(Rows from a dataset)
==*==

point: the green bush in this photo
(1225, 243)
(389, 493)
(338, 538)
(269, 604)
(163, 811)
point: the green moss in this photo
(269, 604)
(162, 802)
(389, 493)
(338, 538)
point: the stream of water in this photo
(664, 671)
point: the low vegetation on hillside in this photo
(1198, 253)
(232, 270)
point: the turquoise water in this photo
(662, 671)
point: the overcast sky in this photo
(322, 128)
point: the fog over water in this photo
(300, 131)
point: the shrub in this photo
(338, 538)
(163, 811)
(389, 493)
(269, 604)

==*==

GIVEN REQUEST: Rewrite every line of the entries above as one numbered list, and leave out any blank lines.

EXERCISE OUTPUT:
1. point: the green bush in this photo
2. (1225, 243)
3. (389, 493)
4. (338, 538)
5. (269, 604)
6. (163, 811)
7. point: the green moss in this photo
8. (269, 604)
9. (162, 802)
10. (389, 493)
11. (338, 538)
12. point: the stream of water in this photo
13. (664, 671)
14. point: the low vegetation on hillside in this photo
15. (1198, 253)
16. (232, 270)
17. point: the turquoise water in this photo
18. (662, 671)
19. point: the overcast sky in this photo
20. (322, 128)
21. point: the fog over water in this photo
22. (300, 131)
23. point: the shrub in this photo
24. (338, 538)
25. (163, 811)
26. (389, 493)
27. (269, 604)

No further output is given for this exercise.